Quellenauszug:

Effekt: Sprachstörungen wie Wortfindungsstörungen treten bei Betroffenen viel häufiger auf, als im Normalfall. Es kann sein, dass Betroffene ewig um den heißen Brei herum reden, weil ihnen ein Begriff nicht einfällt.

Schreib-, Lese- und Rechenstörungen
Im Laufe einer Erkrankung fällt es Betroffenen immer schwerer, Texte zu Papier zu bringen und zu lesen, die Inhalte zu verstehen oder mit Zahlen umzugehen, da in der dafür zuständigen Gehirnregion die Gehirnzellen absterben. Das schränkt die selbstständige Lebensführung massiv ein und kann Ängste auslösen, weil einfache schriftliche Nachrichten nicht mehr verstanden werden können.

Effekt: Bücher können nicht mehr gelesen, Briefe nicht mehr geschrieben und Notizen ("ich gehe kurz etwas für dich einkaufen und bin gleich wieder da") können nicht mehr verstanden werden. Finanzielle Angelegenheiten können ohne fremde Hilfe nicht geregelt werden.

Denkabläufe und Urteilsvermögen sind beeinträchtigt
Patienten sind oft bei einfachsten Entscheidungen überfordert und können Situationen immer schlechter beurteilen. Flexibilität und Anpassungsleistungen werden immer weniger erbracht. Effekt: Betroffene brauchen Entscheidungshilfe, was sie anziehen sollen, vergessen, wie bestimmte Gerichte zubereitet werden (und dass sie eigentlich dafür zuständig waren). Haushaltgeräte können sie völlig zur Verzweiflung bringen, spontane Besuche ebenfalls. Tätigkeit des Gehirns verlangsamt sich Auf Situationen (Wo befinde ich mich? Wie schnell bewege ich mich? Muss ich ausweichen?) wird immer verzögerter reagiert. Die Reaktionsgeschwindigkeit und überhaupt die Geschwindigkeit der Informationsverarbeitung nehmen ab. Es treten motorische Probleme beim Gehen auf, weil das Gehirn nicht mehr in der Lage ist, die genaue Körperposition zu melden und dementsprechend die nötigen Maßnahmen zu Beibehaltung des Gleichgewichts "durchzugeben".

Datenauszüge:
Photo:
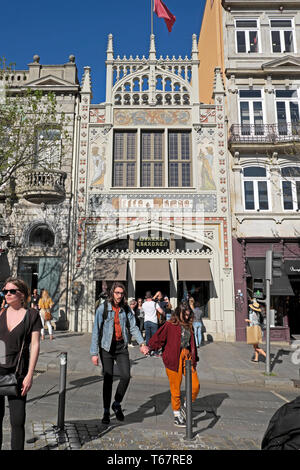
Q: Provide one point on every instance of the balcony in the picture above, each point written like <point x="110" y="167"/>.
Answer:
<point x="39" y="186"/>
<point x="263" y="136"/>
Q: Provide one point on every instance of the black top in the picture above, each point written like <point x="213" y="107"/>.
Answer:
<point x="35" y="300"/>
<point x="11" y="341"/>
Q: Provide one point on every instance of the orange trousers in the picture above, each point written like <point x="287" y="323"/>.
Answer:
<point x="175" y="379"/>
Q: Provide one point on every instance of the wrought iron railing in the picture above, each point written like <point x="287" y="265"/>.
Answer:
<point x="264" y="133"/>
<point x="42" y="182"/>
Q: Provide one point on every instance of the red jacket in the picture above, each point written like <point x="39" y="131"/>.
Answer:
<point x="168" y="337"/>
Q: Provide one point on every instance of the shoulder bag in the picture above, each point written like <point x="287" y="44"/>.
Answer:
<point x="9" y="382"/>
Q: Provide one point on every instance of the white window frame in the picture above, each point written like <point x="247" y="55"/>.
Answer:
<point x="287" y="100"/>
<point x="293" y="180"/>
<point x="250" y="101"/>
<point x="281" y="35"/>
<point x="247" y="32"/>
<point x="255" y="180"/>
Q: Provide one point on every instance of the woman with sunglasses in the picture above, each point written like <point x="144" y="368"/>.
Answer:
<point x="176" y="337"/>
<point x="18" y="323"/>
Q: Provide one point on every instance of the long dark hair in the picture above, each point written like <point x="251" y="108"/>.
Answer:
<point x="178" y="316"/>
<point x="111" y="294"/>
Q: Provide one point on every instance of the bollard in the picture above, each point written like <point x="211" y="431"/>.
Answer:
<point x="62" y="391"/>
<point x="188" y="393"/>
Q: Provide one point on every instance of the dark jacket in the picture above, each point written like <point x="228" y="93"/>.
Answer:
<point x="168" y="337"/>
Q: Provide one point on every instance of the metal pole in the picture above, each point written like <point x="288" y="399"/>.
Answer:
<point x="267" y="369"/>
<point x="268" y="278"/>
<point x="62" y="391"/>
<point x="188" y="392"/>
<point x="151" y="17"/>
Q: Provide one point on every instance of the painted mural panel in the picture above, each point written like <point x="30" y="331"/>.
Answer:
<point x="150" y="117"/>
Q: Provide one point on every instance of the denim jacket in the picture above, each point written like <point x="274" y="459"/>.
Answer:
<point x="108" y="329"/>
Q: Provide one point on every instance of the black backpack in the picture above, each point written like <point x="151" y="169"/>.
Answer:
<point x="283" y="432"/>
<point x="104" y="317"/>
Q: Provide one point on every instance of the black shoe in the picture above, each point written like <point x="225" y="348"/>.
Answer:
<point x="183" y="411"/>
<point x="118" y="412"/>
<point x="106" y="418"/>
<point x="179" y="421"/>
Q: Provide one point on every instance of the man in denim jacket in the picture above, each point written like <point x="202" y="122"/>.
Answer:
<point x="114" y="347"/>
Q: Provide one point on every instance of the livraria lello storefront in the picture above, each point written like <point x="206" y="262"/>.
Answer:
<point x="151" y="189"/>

--

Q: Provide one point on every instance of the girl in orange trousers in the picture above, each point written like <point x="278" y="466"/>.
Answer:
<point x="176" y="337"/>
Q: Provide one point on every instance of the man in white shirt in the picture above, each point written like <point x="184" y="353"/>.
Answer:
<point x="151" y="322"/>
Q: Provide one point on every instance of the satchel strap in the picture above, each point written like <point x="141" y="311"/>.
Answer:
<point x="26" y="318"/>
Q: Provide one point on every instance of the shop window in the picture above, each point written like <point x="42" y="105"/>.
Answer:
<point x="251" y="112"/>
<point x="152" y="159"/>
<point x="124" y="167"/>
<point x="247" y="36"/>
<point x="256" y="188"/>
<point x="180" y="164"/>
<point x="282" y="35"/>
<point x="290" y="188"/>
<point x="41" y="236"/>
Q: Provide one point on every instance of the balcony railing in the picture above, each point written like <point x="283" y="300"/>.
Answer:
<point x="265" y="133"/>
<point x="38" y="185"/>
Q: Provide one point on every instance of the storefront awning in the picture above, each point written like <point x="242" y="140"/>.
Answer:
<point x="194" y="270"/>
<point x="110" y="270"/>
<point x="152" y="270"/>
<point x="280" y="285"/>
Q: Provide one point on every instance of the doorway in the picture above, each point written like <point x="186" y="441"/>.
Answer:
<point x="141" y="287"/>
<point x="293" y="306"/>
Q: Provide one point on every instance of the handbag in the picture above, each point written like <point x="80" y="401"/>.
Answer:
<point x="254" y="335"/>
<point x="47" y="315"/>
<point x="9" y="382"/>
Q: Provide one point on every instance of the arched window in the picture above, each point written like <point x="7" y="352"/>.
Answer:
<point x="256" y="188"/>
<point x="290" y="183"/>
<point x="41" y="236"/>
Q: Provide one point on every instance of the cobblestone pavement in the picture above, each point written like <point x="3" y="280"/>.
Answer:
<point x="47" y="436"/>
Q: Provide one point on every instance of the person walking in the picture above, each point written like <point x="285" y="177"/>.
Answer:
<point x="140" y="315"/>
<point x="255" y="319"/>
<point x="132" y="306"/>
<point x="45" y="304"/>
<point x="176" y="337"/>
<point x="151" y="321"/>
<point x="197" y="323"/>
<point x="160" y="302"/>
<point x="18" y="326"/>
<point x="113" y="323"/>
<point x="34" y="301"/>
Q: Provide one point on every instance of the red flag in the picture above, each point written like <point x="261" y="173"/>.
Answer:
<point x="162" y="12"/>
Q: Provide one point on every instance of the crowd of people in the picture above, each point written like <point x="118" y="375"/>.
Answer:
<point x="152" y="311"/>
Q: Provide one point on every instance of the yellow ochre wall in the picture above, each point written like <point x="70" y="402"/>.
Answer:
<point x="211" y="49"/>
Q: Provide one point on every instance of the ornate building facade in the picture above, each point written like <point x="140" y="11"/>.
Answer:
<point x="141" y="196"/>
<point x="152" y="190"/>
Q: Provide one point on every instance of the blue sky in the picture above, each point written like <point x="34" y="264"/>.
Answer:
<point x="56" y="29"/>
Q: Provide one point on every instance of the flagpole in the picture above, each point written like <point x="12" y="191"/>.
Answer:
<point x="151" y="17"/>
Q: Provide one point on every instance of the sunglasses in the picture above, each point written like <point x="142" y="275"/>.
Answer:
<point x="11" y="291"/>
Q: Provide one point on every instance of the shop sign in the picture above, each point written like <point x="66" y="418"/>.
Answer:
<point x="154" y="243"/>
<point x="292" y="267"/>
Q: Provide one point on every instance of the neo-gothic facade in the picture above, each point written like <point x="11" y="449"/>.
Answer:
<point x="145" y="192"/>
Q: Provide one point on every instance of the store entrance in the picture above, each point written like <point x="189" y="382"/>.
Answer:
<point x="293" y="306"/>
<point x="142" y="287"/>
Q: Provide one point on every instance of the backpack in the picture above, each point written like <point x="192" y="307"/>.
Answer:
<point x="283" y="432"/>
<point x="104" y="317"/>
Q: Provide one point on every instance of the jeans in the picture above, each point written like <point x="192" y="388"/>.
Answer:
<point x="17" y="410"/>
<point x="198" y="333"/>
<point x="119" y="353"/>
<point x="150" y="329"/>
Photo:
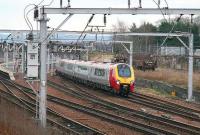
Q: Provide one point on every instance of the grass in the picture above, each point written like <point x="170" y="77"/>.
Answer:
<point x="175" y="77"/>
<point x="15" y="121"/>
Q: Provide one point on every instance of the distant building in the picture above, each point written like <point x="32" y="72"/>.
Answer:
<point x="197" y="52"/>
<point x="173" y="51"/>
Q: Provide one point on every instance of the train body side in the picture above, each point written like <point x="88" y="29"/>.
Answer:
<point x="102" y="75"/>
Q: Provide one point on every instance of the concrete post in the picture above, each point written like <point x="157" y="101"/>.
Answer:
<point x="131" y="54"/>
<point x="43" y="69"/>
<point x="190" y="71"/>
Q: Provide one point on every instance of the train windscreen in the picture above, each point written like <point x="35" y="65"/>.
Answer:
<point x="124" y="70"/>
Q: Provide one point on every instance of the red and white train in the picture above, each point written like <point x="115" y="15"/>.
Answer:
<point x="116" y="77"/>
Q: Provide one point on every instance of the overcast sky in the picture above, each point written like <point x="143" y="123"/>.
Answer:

--

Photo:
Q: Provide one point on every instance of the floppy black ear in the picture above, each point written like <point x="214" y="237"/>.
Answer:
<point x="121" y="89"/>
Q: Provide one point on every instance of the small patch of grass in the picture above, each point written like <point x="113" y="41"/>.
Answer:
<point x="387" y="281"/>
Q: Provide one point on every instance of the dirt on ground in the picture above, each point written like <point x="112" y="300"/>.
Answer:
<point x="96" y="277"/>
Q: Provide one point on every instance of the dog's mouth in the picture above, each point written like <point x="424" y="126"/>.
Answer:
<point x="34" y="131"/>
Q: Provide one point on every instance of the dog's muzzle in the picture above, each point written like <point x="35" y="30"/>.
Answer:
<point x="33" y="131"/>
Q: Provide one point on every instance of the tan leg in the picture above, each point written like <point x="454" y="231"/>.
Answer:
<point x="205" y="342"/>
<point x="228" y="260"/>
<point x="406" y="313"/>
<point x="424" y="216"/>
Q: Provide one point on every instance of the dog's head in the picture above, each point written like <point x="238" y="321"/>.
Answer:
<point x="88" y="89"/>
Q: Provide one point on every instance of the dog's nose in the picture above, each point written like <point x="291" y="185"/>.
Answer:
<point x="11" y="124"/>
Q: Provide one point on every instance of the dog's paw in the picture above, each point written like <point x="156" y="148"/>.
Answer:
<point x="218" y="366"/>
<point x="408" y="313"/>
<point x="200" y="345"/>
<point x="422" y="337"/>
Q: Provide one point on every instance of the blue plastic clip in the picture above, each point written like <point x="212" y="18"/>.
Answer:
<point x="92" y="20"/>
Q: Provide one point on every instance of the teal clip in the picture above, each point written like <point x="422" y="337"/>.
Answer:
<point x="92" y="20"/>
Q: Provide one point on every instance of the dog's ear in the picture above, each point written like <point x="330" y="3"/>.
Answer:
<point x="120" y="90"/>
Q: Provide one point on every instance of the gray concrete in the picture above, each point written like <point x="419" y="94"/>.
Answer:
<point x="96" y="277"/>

Aufgabe A:
Warum fällt es Betroffenen laut dem Quellenauszug immer schwerer, zu lesen, zu schreiben oder mit Zahlen umzugehen?
Aufgabe B:
Überarbeite den Teil des Quellenauszugs, der mit den Worten „Effekt: Sprachstörungen wie“ einsetzt und mit „Begriff nicht einfällt.“ schließt. Gib ihn wieder und setze dabei „Wort“ anstelle von „Begriff“ ein.
Aufgabe C:
Stimmen diese Aussagen mit dem Quellenauszug überein? Beantworte jede mit Ja oder Nein und zitiere die entscheidenden Worte.
(i) Spontane Besuche können Betroffene zur Verzweiflung bringen.
(ii) Finanzielle Angelegenheiten können Betroffene weiterhin ohne Unterstützung regeln.
(iii) Die Reaktionsgeschwindigkeit der Betroffenen nimmt zu.

Erwartete Ausgabe A:
Weil in der dafür zuständigen Gehirnregion die Gehirnzellen absterben.

Erwartete Ausgabe B:
Effekt: Sprachstörungen wie Wortfindungsstörungen treten bei Betroffenen viel häufiger auf, als im Normalfall. Es kann sein, dass Betroffene ewig um den heißen Brei herum reden, weil ihnen ein Wort nicht einfällt.

Erwartete Ausgabe C:
(i) Ja: „Haushaltgeräte können sie völlig zur Verzweiflung bringen, spontane Besuche ebenfalls.“
(ii) Nein: „Finanzielle Angelegenheiten können ohne fremde Hilfe nicht geregelt werden.“
(iii) Nein: „Die Reaktionsgeschwindigkeit und überhaupt die Geschwindigkeit der Informationsverarbeitung nehmen ab.“